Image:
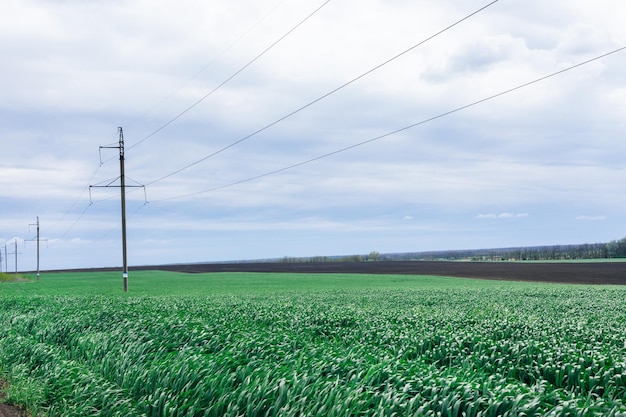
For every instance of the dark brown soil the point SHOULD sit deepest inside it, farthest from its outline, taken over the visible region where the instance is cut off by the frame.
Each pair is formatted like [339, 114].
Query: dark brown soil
[571, 273]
■ ■ ■
__WHAT TO WORK ON__. Rewrite the rows above with every "dark brown soil" changed to "brown earth" and nothing else altered. Leave the pictures out.

__EXERCISE ANSWER__.
Image:
For every instance of the brown earth the point SHOULD sit deepest inside it, farthest from its outline, taken over the visible region where the instance is cut off by the frame.
Each pair is formatted like [339, 114].
Query: brown earth
[571, 273]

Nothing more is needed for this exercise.